_TEXT PROVIDED:_
** Start **
Despite rumours of further violence, there was no more fighting between members of the city's majority Yoruba community and ethnic Hausas. Heavily armed security forces, which deployed in force on Monday in the northern districts of Mushin and Idi Araba, rounded up suspects and searched for weapons. President Olusegun Obasanjo urged those living in multi-ethnic communities everywhere, particularly in Lagos, to live in peace. The Red Cross says that at least 100 people were killed and more than 430 injured in the rioting. Further clashes feared Reports said intermittent shots rang out and youths with machetes could still be seen walking the streets, only to disappear at the approach of army and police patrols. Some residents were still fleeing the area, fearing the police and army would leave after nightfall and that violence would flare up again.
"We pray that security forces will be around for at least one month so that normalcy will return," local carpenter Mohammed Sabitu told the Reuters news agency. Others, however, were returning to collect whatever remained in their burned out, looted homes. Radio Nigeria reported that all schools in in the city had been closed to stop children from being caught up in any further violence. Reports also said security had been heightened in the northern city of Kano, where revenge attacks are feared. The Lagos clashes pitted Hausa speakers, who are mainly from the Muslim north, against the more Christian and animist Yorubas from the southwest. Nigeria's civilian government is struggling to keep a lid on ethnic tensions, with thousands having died since the end of military rule some three years ago. But our correspondent in Lagos says this violence has far more to do with poverty and lack of opportunity, than with animosity between ethnic and religious groups. Blast inquiry Meanwhile, President Obasanjo has promised that the results of an inquiry would be made public into a series of explosions at an army weapons store in Lagos which left more than 1,000 people dead.
** End **
_YOUR TASKS:_
(1) According to the report on the Lagos clashes, why were some residents still leaving the area?
(2) Carry on writing the report on the Lagos clashes from the point where it stops.

_RECORD EXCERPTS:_
** Start **
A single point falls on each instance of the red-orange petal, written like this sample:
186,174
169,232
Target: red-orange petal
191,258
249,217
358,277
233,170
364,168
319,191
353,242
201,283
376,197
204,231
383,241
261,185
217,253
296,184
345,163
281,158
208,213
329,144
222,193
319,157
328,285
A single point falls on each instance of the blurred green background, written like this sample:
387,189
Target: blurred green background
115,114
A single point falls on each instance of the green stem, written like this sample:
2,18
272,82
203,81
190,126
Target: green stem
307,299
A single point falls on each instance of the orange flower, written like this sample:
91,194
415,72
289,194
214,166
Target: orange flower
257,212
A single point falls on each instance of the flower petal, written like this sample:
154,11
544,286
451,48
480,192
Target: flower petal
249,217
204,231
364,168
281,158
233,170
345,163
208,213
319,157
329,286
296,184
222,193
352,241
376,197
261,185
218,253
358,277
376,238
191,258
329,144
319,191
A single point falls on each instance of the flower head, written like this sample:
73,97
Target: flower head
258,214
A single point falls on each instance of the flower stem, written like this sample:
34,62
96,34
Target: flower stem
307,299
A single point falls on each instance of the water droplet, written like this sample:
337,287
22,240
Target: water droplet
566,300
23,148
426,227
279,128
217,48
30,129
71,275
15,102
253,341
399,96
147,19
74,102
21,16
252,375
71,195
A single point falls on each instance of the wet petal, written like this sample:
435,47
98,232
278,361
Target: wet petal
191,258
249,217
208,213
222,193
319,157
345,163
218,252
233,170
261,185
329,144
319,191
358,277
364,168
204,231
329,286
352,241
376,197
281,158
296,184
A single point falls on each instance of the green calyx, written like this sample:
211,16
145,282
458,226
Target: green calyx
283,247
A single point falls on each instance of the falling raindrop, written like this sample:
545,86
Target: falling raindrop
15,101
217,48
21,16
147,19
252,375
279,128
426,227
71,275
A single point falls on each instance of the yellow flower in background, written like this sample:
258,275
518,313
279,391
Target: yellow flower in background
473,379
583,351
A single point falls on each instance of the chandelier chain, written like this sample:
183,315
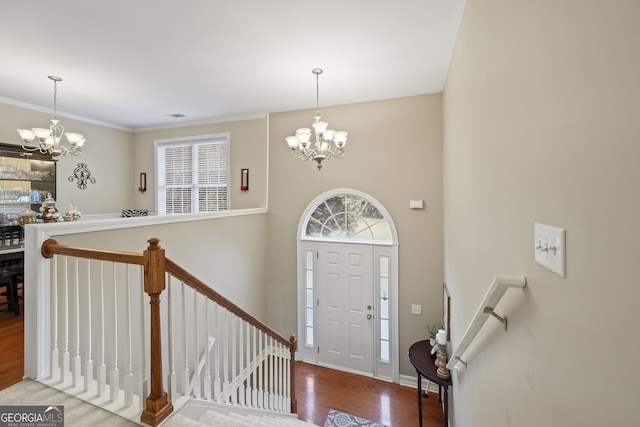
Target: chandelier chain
48,140
326,143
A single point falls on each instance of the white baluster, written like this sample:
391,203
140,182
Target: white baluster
115,374
88,364
247,379
225,351
207,353
54,370
256,363
172,372
101,373
216,352
260,372
76,370
65,322
240,380
196,350
128,376
271,374
185,372
234,373
144,381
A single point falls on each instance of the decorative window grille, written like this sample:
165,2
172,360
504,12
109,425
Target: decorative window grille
348,217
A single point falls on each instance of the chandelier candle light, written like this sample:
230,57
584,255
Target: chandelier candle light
328,143
49,138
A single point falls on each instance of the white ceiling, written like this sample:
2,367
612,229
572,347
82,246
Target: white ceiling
132,63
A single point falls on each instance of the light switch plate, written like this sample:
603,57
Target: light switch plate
549,247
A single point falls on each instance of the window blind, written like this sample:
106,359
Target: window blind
193,176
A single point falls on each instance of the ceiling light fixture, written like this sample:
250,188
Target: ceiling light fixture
49,139
328,143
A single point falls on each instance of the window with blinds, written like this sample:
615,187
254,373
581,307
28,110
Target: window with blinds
193,175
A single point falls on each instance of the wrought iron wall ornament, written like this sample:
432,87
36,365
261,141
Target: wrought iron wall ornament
82,174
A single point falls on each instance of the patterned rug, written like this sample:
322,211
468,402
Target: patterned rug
340,419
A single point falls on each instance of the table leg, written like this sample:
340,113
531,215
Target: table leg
420,397
446,407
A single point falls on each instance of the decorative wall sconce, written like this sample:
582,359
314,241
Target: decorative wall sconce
143,182
244,180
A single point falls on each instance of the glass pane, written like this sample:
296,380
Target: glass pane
309,337
309,260
384,309
310,298
384,329
309,275
347,216
384,287
309,319
384,266
384,350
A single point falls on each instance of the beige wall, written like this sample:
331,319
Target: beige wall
227,254
541,124
107,154
248,142
393,154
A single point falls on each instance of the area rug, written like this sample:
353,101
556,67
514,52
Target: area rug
340,419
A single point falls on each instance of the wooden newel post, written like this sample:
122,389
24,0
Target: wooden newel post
294,347
158,406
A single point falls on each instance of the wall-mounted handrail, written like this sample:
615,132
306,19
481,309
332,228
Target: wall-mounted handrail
497,289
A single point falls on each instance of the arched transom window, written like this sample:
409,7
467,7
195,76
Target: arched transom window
348,217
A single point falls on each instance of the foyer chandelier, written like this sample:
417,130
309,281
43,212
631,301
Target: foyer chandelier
49,138
328,143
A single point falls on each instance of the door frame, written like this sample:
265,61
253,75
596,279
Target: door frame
382,369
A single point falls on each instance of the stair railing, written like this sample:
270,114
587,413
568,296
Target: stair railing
499,286
216,351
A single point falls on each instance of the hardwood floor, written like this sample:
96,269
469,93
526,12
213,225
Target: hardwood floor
318,389
11,348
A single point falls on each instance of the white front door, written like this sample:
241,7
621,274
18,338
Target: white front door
345,315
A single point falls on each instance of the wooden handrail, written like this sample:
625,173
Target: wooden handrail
50,247
158,408
193,282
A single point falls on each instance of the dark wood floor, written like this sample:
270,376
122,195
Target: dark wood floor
318,389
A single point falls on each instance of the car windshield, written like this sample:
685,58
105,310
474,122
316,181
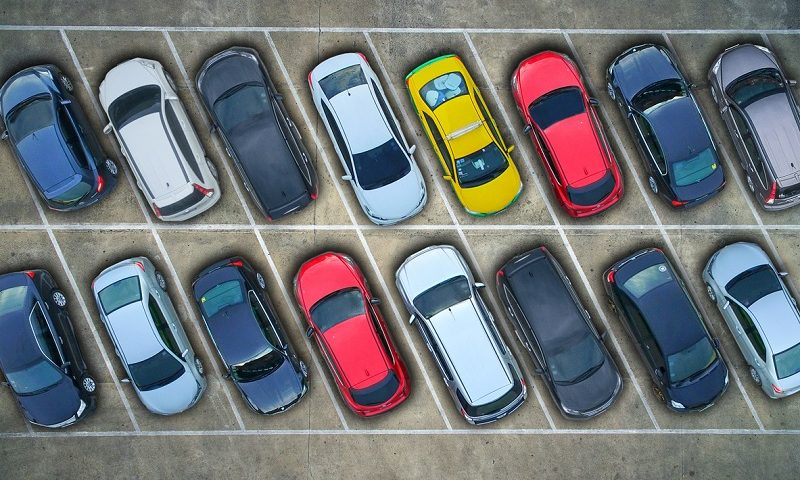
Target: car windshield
241,105
343,80
381,166
691,361
30,117
156,371
119,294
480,167
135,104
443,296
648,280
259,367
695,169
787,363
443,88
36,377
221,296
338,307
575,360
12,299
754,86
657,94
556,106
750,286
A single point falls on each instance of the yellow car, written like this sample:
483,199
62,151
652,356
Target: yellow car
476,161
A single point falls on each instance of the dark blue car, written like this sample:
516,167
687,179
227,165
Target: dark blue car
249,338
683,360
39,354
53,140
662,114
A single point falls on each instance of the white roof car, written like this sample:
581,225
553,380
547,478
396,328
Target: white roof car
158,140
375,156
148,337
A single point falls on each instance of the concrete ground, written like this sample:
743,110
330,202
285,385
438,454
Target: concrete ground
744,435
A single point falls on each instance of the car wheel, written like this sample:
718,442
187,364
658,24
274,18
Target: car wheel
66,83
162,282
111,166
199,365
212,168
59,298
755,376
88,384
653,186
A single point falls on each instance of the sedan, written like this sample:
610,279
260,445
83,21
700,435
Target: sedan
761,314
344,319
148,337
655,308
756,102
366,135
249,338
265,145
560,117
53,141
557,331
39,354
663,116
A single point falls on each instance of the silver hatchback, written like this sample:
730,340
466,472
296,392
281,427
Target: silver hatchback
148,337
761,314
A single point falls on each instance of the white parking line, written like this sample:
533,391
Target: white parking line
545,197
433,166
154,232
673,251
252,227
373,263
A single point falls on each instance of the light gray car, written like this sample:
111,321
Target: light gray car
761,314
478,368
148,337
757,105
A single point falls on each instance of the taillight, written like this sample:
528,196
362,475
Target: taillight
205,191
770,198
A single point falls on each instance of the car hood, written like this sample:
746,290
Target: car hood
54,406
396,200
173,397
276,390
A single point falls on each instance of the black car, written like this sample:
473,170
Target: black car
259,136
557,331
684,361
53,141
671,134
39,354
249,338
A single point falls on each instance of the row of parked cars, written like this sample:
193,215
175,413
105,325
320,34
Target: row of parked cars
42,361
58,150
** End **
_TASK-BY-TASK RESULTS:_
(1) They feared that the police and army would leave after nightfall and that the violence would flare up again.

(2)
The president has been criticised for his handling of one of the country's worst disasters and his government's neglect of those made homeless by the devastation. Two parliamentary inquiries have also been set up to investigate the cause of the blasts, which were reported to have been set off accidentally by a fire. But a group of human rights lawyers have said they suspect political sabotage.